WHAT YOU ARE ASKED TO DO => Everything from the line with "Task: point out each instance of the chrome" to the final line of the records should be reproduced word for word, with both of those lines kept.
+ + + + + + +
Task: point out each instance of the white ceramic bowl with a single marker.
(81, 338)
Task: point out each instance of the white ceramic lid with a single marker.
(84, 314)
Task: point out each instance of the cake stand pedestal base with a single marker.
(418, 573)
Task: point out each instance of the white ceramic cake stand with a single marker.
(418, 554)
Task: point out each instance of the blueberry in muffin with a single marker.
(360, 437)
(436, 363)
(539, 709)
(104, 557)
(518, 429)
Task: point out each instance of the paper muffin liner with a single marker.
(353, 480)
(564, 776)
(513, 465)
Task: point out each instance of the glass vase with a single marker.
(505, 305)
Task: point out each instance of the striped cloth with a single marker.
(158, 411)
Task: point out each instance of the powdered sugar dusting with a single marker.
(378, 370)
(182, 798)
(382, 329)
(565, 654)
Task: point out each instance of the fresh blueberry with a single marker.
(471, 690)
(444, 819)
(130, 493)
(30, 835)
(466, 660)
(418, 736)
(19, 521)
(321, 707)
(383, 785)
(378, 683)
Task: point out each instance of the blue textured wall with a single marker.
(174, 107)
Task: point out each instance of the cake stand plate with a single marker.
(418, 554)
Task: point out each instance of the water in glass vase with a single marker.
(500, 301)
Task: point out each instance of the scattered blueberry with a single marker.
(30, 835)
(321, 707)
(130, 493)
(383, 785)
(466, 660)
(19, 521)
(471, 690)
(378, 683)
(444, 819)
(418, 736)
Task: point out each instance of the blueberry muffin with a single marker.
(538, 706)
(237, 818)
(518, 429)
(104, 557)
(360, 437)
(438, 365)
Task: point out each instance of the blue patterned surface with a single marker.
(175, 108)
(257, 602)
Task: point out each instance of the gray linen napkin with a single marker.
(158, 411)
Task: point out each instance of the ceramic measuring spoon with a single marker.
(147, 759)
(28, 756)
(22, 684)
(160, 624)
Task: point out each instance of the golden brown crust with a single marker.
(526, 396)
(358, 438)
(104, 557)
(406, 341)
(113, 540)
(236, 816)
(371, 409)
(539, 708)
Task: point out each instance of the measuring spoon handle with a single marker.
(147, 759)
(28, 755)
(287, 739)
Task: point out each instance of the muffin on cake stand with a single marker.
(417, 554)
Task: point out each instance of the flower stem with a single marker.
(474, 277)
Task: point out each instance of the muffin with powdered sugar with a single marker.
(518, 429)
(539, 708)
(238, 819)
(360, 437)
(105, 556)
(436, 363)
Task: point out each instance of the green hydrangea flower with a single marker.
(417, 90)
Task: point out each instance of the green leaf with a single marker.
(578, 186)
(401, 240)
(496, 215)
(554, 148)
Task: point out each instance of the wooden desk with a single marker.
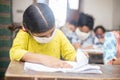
(16, 71)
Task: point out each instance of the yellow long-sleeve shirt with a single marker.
(58, 47)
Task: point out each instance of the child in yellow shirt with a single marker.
(39, 41)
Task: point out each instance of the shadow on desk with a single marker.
(96, 59)
(16, 71)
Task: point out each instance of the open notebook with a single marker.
(81, 66)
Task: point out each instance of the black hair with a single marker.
(73, 22)
(38, 18)
(85, 20)
(100, 27)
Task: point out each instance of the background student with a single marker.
(84, 31)
(99, 32)
(112, 48)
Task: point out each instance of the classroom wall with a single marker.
(19, 7)
(105, 12)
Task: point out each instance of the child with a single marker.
(70, 32)
(112, 48)
(84, 31)
(99, 32)
(39, 41)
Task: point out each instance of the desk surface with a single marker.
(16, 71)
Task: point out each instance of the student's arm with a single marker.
(19, 52)
(109, 48)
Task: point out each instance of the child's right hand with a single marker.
(55, 63)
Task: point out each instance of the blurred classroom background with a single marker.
(105, 12)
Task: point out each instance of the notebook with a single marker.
(80, 66)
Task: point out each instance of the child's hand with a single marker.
(55, 63)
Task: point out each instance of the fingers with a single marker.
(86, 54)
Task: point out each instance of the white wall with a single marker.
(105, 12)
(116, 14)
(18, 7)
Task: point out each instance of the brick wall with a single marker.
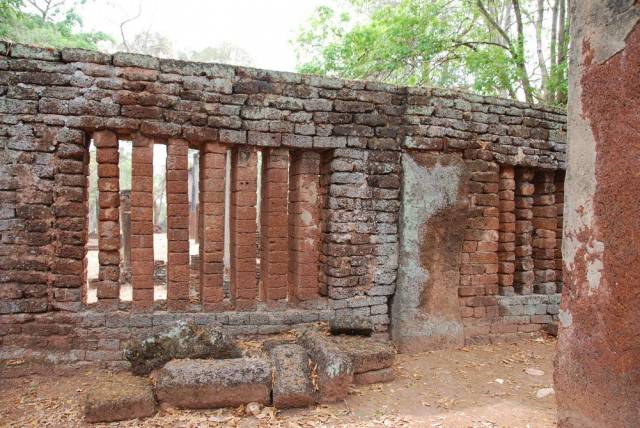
(331, 185)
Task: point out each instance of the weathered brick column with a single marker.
(524, 276)
(544, 233)
(274, 261)
(507, 238)
(107, 156)
(211, 224)
(559, 199)
(479, 262)
(304, 224)
(69, 191)
(177, 224)
(142, 222)
(597, 376)
(244, 283)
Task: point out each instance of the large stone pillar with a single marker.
(598, 364)
(425, 314)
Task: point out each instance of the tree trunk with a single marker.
(518, 54)
(546, 93)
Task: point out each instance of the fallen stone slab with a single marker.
(352, 325)
(185, 340)
(332, 369)
(206, 384)
(366, 353)
(292, 385)
(120, 398)
(375, 376)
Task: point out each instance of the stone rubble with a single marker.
(185, 340)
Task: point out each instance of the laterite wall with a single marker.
(333, 153)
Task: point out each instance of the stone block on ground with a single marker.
(119, 398)
(351, 324)
(205, 384)
(185, 340)
(292, 386)
(375, 376)
(333, 368)
(366, 354)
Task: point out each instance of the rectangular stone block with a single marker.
(210, 384)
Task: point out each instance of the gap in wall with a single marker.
(160, 243)
(193, 157)
(125, 151)
(91, 256)
(259, 173)
(226, 282)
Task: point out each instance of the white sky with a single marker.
(262, 28)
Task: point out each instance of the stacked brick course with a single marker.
(341, 142)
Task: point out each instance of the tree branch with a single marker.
(493, 23)
(126, 21)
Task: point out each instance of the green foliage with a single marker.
(58, 28)
(444, 43)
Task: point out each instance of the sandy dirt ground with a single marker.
(478, 386)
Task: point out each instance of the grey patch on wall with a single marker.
(425, 309)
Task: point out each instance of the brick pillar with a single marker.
(506, 244)
(479, 263)
(544, 233)
(142, 223)
(559, 194)
(106, 143)
(211, 225)
(523, 278)
(244, 284)
(304, 224)
(177, 224)
(274, 261)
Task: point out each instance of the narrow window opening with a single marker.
(91, 262)
(226, 285)
(125, 150)
(194, 232)
(160, 244)
(259, 173)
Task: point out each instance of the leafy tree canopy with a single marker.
(47, 23)
(512, 48)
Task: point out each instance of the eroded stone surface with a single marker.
(366, 354)
(375, 376)
(426, 313)
(119, 398)
(333, 367)
(292, 385)
(185, 340)
(202, 384)
(597, 380)
(351, 324)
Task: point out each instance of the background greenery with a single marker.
(510, 48)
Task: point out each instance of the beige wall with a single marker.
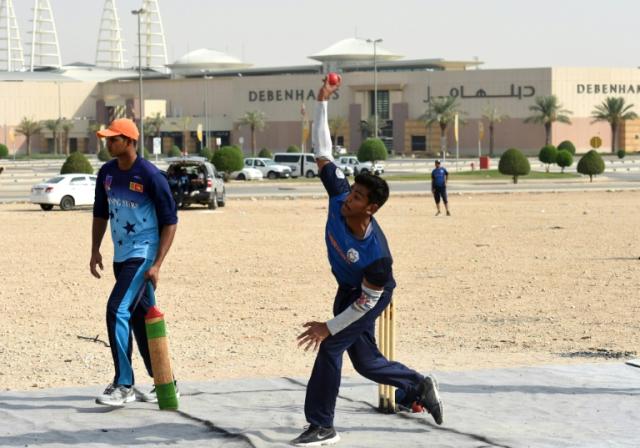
(280, 98)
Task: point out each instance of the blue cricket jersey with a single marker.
(439, 177)
(351, 258)
(137, 203)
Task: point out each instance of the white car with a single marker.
(268, 167)
(358, 167)
(65, 190)
(247, 173)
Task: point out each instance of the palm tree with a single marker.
(614, 111)
(442, 110)
(28, 128)
(493, 116)
(54, 127)
(256, 121)
(336, 125)
(67, 125)
(547, 111)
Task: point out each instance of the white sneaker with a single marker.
(151, 397)
(116, 395)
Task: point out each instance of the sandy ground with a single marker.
(511, 279)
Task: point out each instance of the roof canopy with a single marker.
(353, 49)
(203, 60)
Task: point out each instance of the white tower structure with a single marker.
(11, 54)
(153, 43)
(45, 50)
(109, 51)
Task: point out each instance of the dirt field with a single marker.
(509, 280)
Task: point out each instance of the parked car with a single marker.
(294, 159)
(193, 180)
(358, 167)
(268, 167)
(246, 173)
(65, 190)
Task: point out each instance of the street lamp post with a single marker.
(206, 112)
(139, 12)
(375, 84)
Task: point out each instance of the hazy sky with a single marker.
(502, 33)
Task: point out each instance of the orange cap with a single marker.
(121, 126)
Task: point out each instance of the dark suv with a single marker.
(193, 180)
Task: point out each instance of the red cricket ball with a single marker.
(333, 78)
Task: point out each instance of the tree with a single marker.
(564, 159)
(256, 121)
(442, 111)
(547, 110)
(152, 127)
(336, 125)
(372, 150)
(548, 155)
(493, 116)
(614, 111)
(54, 127)
(591, 164)
(228, 159)
(566, 144)
(514, 163)
(28, 128)
(67, 125)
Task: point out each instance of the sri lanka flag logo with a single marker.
(135, 186)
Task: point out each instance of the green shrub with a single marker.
(371, 150)
(564, 159)
(206, 153)
(104, 155)
(293, 148)
(228, 159)
(76, 163)
(514, 163)
(175, 151)
(548, 155)
(591, 164)
(568, 146)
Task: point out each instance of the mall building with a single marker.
(210, 90)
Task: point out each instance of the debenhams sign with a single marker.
(279, 95)
(596, 89)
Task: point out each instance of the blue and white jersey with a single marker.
(351, 258)
(439, 177)
(137, 203)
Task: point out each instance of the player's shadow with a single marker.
(151, 435)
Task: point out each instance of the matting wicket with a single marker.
(387, 342)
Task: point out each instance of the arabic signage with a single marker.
(515, 91)
(280, 95)
(596, 89)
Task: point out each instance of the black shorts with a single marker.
(440, 192)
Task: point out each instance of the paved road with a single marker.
(18, 177)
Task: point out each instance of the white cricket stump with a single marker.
(386, 342)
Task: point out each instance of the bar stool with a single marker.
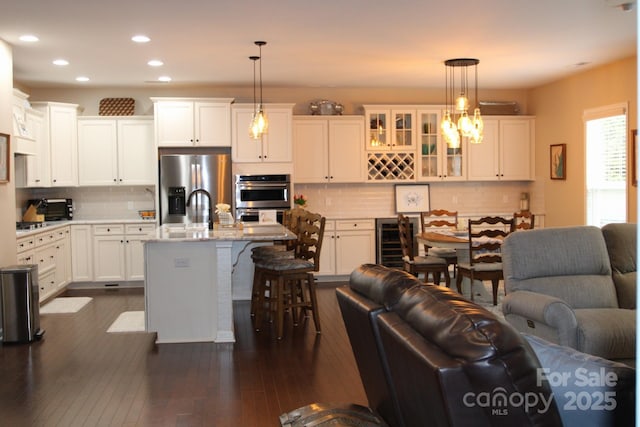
(290, 282)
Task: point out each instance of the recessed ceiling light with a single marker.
(140, 38)
(29, 38)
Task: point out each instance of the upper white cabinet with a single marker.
(116, 151)
(274, 146)
(437, 161)
(24, 135)
(506, 151)
(328, 149)
(390, 127)
(60, 130)
(203, 122)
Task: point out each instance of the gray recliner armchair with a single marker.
(559, 287)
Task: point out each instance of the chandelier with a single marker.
(456, 122)
(259, 123)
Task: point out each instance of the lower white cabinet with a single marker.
(50, 250)
(118, 251)
(347, 243)
(82, 252)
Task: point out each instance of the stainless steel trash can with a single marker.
(19, 304)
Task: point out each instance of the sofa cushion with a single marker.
(570, 263)
(446, 353)
(585, 387)
(607, 332)
(621, 240)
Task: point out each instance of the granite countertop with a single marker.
(242, 231)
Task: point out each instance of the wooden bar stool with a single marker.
(290, 282)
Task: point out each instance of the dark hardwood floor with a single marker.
(80, 375)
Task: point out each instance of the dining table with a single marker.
(458, 240)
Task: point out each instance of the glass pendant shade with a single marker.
(456, 122)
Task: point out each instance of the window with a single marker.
(606, 153)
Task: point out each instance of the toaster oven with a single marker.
(53, 209)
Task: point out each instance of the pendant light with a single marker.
(456, 122)
(259, 123)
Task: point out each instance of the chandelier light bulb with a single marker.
(462, 103)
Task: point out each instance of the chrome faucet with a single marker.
(206, 193)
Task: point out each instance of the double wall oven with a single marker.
(254, 193)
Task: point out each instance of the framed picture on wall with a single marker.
(412, 198)
(633, 152)
(558, 161)
(5, 157)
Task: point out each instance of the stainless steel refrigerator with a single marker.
(183, 172)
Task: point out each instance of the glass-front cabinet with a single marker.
(390, 129)
(437, 161)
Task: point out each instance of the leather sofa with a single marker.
(560, 286)
(428, 356)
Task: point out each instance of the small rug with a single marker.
(129, 321)
(65, 305)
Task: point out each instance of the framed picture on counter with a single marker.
(558, 159)
(412, 198)
(5, 158)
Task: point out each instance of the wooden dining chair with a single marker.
(485, 257)
(417, 265)
(523, 220)
(440, 219)
(290, 283)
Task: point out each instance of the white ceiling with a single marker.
(326, 43)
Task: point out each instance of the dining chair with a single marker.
(523, 220)
(417, 265)
(290, 282)
(485, 257)
(440, 219)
+ + + + + + +
RESPONSE AREA =>
Task: point out each instance of the chrome faucet with a single marker.
(206, 193)
Task: point out each instance of the double wall oven with a single marker.
(254, 193)
Task: point out each instance of the framed picture on wall with a single marker.
(412, 198)
(633, 152)
(558, 161)
(5, 157)
Task: point out each instance of the stainless steel refrigerator with a single marker.
(183, 172)
Task: point out each instance of the glass-front cabinet with a single marker.
(390, 129)
(437, 161)
Task: point out each instance of the leather sofa with a single marker.
(560, 286)
(428, 356)
Task: point out each instance of the small rug with a single marker.
(129, 321)
(65, 305)
Task: point out each instance of the framed picture on counter with a single marker.
(558, 159)
(412, 198)
(5, 158)
Task: point out each instance of the wooden dining chair with a single marker.
(485, 257)
(417, 265)
(523, 220)
(440, 219)
(290, 283)
Task: point out each instance of the white ceiling with a single marker.
(326, 43)
Task: point out each instance of the dining chair with a single marker.
(523, 220)
(417, 265)
(290, 282)
(485, 257)
(440, 219)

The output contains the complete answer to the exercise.